### [EXCERTO]
──────
1 de novembro de 2013

Dracula: O vampiro moderno

Não é difícil de imaginar que, quando viu Dracula publicado pela primeira vez no Reino Unido em 1897, Bram Stoker jamais terá imaginado que acabara de criar não só um dos romances mais notáveis do horror gótico, mas também um dos fenómenos literários mais persistentes do século que se seguiria. Para todos os efeitos, mesmo quem nunca tenha lido o livro estará familiarizado com o seu protagonista: Drácula, tão célebre quanto tenebroso, conde da região romena conhecida como Transilvânia, na orla dos Cárpatos. Amaldiçoado pelos seus actos, Drácula é o vampiro, criatura nocturna e imortal que ataca as suas vítimas durante após o pôr-do-Sol para lhes beber o sangue e as transformar em criaturas da noite.
──────
### [TAREFA BREVE A]
Apresente em CSV de duas colunas, consulta e resultado, os registos que começam na linha com "Identify a point on every instance of the stroller frame" e seguem até à linha com "x=265 y=204", com uma linha por consulta, cada campo entre aspas e as quebras de linha trocadas por espaços.
──────
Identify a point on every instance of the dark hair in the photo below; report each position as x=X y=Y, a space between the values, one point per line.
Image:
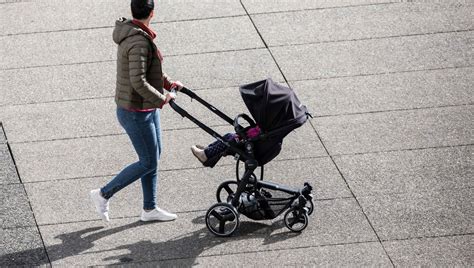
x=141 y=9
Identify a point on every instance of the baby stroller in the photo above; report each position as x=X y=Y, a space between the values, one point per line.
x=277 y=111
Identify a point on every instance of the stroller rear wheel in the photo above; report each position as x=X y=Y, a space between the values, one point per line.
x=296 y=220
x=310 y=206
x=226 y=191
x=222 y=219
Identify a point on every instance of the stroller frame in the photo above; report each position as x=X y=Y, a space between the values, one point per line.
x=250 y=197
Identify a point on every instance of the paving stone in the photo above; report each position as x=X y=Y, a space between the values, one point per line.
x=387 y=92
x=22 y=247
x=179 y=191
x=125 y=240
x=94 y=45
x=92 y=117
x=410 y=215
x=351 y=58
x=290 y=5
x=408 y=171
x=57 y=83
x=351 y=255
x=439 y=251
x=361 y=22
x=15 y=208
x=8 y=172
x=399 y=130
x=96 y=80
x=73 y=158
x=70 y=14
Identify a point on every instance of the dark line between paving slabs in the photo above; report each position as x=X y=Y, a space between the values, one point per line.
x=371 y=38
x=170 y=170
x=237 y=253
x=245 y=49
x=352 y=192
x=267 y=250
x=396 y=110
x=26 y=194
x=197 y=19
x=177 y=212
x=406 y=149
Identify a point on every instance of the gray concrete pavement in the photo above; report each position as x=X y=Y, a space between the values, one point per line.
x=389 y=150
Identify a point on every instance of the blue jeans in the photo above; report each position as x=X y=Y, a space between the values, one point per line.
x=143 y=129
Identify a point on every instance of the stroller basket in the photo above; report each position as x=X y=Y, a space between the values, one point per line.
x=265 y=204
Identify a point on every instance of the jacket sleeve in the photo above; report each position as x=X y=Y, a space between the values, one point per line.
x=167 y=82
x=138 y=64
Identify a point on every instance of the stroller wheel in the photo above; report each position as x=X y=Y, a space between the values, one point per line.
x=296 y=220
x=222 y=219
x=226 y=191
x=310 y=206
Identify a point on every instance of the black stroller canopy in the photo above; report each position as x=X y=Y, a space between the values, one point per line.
──────
### [TAREFA BREVE B]
Copie fielmente do excerto sobre Drácula o trecho que começa em "Dracula: O vampiro" e segue até "criaturas da noite.".

### [RESPOSTA A]
consulta,resultado
"Identify a point on every instance of the stroller frame in the photo above; report each position as x=X y=Y, a space between the values, one point per line.","x=250 y=197"
"Identify a point on every instance of the paving stone in the photo above; report each position as x=X y=Y, a space between the values, one point per line.","x=387 y=92 x=22 y=247 x=179 y=191 x=125 y=240 x=94 y=45 x=92 y=117 x=410 y=215 x=351 y=58 x=290 y=5 x=408 y=171 x=57 y=83 x=351 y=255 x=439 y=251 x=361 y=22 x=15 y=208 x=8 y=172 x=399 y=130 x=96 y=80 x=73 y=158 x=70 y=14"
"Identify a point on every instance of the dark line between paving slabs in the photo above; report each position as x=X y=Y, a space between the values, one point per line.","x=371 y=38 x=170 y=170 x=237 y=253 x=245 y=49 x=352 y=192 x=267 y=250 x=396 y=110 x=26 y=194 x=197 y=19 x=177 y=212 x=406 y=149"
"Identify a point on every instance of the gray concrete pavement in the photo above; report each position as x=X y=Y, a space between the values, one point per line.","x=389 y=150"
"Identify a point on every instance of the blue jeans in the photo above; report each position as x=X y=Y, a space between the values, one point per line.","x=143 y=129"
"Identify a point on every instance of the stroller basket in the photo above; report each position as x=X y=Y, a space between the values, one point per line.","x=265 y=204"

### [RESPOSTA B]
Dracula: O vampiro moderno

Não é difícil de imaginar que, quando viu Dracula publicado pela primeira vez no Reino Unido em 1897, Bram Stoker jamais terá imaginado que acabara de criar não só um dos romances mais notáveis do horror gótico, mas também um dos fenómenos literários mais persistentes do século que se seguiria. Para todos os efeitos, mesmo quem nunca tenha lido o livro estará familiarizado com o seu protagonista: Drácula, tão célebre quanto tenebroso, conde da região romena conhecida como Transilvânia, na orla dos Cárpatos. Amaldiçoado pelos seus actos, Drácula é o vampiro, criatura nocturna e imortal que ataca as suas vítimas durante após o pôr-do-Sol para lhes beber o sangue e as transformar em criaturas da noite.